▸ **EXERCISE TASK**: Give back the lines from the one with "Note to the class: point out the butterfly wing" to the one with "<point>211,24</point>", using "occurrence" in place of "instance" and leaving everything else unchanged.

▸ **RECORDS SUPPLIED**:
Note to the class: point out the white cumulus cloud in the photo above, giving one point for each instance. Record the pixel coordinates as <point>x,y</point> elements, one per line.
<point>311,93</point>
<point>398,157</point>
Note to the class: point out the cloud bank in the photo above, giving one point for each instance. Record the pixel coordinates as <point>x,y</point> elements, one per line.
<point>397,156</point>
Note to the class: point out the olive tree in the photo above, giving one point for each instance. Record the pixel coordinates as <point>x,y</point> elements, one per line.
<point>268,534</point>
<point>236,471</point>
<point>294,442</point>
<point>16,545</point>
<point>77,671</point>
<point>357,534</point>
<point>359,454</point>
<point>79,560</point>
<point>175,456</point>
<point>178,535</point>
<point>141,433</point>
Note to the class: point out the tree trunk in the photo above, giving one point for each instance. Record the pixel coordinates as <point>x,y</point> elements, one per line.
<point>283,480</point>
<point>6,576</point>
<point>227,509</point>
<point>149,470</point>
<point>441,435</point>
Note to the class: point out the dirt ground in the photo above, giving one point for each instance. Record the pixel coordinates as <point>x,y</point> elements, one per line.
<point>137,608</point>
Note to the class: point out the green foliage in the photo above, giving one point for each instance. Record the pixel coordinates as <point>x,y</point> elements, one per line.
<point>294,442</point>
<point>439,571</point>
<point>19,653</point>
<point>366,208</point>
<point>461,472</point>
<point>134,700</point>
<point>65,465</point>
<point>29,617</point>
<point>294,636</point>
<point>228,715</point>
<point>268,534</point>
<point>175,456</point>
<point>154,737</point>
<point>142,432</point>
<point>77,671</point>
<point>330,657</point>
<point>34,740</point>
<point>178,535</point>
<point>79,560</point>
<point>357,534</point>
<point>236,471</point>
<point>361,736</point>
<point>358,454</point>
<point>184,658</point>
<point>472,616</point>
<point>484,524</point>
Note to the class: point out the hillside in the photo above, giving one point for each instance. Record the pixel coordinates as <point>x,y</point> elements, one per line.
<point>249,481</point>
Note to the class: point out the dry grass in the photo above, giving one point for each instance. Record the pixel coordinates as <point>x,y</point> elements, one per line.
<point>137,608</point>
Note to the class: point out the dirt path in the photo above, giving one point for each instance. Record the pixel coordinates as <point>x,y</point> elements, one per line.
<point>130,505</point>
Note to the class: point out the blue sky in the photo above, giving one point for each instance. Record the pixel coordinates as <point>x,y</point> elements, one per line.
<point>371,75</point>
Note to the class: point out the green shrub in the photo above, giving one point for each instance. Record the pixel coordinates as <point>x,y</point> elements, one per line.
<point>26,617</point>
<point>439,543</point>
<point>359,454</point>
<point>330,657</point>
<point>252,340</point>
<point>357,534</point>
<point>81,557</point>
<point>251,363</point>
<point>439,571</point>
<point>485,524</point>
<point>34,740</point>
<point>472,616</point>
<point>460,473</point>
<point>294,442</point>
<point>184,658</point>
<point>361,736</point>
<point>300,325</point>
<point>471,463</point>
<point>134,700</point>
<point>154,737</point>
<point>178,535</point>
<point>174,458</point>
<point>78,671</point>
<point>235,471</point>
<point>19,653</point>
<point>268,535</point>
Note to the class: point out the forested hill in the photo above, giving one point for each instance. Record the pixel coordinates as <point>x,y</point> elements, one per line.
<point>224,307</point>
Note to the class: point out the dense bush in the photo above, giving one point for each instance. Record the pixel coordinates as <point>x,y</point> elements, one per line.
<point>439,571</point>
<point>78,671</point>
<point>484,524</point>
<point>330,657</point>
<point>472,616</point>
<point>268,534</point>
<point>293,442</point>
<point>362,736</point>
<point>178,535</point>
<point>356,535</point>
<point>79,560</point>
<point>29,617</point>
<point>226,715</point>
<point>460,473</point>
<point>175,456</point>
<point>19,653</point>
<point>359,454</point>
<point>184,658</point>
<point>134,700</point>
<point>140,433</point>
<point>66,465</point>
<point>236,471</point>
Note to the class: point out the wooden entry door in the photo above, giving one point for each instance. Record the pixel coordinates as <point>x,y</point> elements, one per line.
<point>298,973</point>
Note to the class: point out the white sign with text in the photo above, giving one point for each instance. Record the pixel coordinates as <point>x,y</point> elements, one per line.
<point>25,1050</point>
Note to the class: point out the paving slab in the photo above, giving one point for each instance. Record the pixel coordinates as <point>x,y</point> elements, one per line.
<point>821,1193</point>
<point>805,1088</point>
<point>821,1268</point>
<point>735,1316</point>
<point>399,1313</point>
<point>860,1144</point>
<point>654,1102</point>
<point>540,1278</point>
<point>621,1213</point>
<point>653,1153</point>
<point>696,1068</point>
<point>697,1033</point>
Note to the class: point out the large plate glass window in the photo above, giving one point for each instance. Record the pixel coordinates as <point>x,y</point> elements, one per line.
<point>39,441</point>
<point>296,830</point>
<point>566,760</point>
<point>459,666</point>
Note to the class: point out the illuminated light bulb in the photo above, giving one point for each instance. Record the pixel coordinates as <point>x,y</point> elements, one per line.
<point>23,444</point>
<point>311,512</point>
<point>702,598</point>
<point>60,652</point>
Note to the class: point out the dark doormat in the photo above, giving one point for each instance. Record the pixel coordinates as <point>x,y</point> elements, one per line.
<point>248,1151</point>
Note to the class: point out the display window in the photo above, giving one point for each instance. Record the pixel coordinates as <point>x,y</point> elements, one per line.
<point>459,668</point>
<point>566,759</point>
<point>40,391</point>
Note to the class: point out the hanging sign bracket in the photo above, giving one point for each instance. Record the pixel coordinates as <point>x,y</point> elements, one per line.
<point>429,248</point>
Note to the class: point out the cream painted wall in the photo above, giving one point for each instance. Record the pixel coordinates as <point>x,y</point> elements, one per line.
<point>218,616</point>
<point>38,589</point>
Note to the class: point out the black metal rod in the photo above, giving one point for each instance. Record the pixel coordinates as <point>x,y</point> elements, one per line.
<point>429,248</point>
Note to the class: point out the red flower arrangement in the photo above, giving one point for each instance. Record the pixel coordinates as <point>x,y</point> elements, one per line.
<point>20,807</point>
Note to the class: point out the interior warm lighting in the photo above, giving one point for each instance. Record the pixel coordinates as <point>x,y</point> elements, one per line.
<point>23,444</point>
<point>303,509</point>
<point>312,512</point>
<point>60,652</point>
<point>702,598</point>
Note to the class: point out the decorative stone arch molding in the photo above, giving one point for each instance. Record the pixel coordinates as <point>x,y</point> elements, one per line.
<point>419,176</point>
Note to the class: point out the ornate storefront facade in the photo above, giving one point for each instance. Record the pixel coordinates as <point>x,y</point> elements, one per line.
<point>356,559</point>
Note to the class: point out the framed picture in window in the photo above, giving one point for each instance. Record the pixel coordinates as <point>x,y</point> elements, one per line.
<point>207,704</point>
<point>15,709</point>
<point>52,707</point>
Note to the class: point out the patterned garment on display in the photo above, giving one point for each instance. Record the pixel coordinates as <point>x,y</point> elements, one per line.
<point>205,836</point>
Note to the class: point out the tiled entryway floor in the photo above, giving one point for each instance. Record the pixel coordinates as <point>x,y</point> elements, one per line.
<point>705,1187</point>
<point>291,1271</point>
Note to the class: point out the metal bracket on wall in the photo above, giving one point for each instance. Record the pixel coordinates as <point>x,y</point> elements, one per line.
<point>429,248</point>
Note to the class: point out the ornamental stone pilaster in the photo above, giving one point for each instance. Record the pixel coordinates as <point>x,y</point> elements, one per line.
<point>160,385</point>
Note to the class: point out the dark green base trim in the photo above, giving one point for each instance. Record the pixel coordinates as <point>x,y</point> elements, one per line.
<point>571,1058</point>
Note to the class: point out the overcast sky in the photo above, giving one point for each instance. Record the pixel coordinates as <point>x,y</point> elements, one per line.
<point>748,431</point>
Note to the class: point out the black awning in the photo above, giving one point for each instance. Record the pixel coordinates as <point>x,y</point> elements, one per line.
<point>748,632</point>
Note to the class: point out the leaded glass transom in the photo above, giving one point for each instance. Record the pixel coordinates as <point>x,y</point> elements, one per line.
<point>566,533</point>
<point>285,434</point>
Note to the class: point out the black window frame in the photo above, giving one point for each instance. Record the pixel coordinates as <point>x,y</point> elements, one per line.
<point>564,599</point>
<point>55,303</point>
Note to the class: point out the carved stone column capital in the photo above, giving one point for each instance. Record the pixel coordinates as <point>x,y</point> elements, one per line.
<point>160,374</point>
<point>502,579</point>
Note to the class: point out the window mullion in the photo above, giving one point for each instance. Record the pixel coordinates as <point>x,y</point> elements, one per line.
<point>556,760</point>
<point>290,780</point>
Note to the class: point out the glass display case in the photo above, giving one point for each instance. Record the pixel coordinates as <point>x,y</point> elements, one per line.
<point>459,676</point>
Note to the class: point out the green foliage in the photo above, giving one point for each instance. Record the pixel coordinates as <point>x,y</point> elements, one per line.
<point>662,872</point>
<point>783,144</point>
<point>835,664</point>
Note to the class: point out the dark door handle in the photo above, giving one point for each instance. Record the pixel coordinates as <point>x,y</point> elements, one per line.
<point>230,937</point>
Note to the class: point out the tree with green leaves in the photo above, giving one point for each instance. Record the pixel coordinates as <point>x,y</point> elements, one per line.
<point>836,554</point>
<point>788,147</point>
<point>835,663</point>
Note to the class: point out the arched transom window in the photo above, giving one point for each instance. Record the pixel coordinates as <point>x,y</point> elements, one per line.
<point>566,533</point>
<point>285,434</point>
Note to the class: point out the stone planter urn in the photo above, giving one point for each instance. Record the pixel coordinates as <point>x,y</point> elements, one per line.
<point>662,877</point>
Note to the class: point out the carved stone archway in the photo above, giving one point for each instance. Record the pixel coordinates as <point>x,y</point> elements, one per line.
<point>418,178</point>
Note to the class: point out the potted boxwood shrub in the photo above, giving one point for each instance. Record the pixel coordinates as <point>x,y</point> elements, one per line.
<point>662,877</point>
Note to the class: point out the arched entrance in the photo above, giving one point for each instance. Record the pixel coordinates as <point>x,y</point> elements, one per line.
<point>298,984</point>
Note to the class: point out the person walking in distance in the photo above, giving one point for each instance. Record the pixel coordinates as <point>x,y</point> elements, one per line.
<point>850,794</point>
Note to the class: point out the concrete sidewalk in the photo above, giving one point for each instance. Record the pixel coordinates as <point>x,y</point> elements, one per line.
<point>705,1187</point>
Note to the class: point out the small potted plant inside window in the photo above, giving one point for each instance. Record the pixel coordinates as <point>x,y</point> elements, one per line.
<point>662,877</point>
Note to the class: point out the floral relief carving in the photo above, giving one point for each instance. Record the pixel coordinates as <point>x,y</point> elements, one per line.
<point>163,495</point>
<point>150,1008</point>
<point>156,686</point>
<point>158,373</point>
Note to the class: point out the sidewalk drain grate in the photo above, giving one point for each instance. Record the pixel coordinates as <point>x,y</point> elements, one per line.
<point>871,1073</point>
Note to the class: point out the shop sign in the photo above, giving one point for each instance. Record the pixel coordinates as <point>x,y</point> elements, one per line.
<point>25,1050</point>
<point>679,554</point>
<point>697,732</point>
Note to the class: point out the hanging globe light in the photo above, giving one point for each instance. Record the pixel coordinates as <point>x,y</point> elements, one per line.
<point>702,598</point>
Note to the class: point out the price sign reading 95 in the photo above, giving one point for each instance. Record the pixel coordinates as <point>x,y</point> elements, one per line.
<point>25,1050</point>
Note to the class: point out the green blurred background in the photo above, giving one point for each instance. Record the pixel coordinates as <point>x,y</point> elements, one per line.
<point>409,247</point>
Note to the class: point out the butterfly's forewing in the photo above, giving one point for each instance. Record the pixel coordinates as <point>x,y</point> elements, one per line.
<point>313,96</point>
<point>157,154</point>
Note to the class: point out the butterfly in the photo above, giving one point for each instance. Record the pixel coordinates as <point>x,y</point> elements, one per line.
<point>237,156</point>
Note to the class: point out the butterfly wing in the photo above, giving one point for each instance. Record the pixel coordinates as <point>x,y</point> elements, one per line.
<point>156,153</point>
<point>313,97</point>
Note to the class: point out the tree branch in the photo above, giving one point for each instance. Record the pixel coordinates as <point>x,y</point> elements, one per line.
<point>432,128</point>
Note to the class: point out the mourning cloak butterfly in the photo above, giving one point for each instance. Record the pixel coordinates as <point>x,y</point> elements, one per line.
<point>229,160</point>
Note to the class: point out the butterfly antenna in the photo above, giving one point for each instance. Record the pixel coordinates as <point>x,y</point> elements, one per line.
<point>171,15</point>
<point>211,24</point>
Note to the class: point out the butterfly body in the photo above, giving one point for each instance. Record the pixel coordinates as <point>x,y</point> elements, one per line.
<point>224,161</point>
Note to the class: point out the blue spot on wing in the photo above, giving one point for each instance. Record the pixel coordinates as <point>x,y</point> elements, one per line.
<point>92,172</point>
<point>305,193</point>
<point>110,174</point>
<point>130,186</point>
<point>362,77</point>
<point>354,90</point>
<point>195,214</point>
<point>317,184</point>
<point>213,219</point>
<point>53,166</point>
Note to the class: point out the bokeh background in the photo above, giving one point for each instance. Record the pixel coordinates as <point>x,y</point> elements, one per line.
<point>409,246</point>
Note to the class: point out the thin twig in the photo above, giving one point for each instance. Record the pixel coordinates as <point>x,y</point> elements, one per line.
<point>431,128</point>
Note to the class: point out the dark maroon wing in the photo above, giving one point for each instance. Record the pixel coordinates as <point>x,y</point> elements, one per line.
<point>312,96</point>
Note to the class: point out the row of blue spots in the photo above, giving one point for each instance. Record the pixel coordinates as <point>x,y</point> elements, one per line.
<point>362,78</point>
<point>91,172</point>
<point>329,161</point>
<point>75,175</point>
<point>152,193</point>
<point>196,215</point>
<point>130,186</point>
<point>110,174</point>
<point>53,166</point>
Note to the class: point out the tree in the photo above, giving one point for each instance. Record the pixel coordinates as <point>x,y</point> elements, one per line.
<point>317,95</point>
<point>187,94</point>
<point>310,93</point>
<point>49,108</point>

▸ **PROBLEM SOLUTION**:
Note to the class: point out the butterfly wing in the photo above, giving one point for each occurrence. Record the pixel coordinates as <point>x,y</point> elements, one per line.
<point>156,153</point>
<point>313,97</point>
Note to the class: point out the tree branch in the photo above, giving one point for each occurrence. Record the pixel coordinates as <point>x,y</point> elements, one per line.
<point>432,128</point>
Note to the class: point out the mourning cloak butterfly in the photo above, giving one point for each occurrence. Record the pixel coordinates as <point>x,y</point> elements, one per line.
<point>229,160</point>
Note to the class: point out the butterfly antenna in the photo above, giving one point for each occurrence. Record the pixel coordinates as <point>x,y</point> elements, one per line.
<point>171,15</point>
<point>211,24</point>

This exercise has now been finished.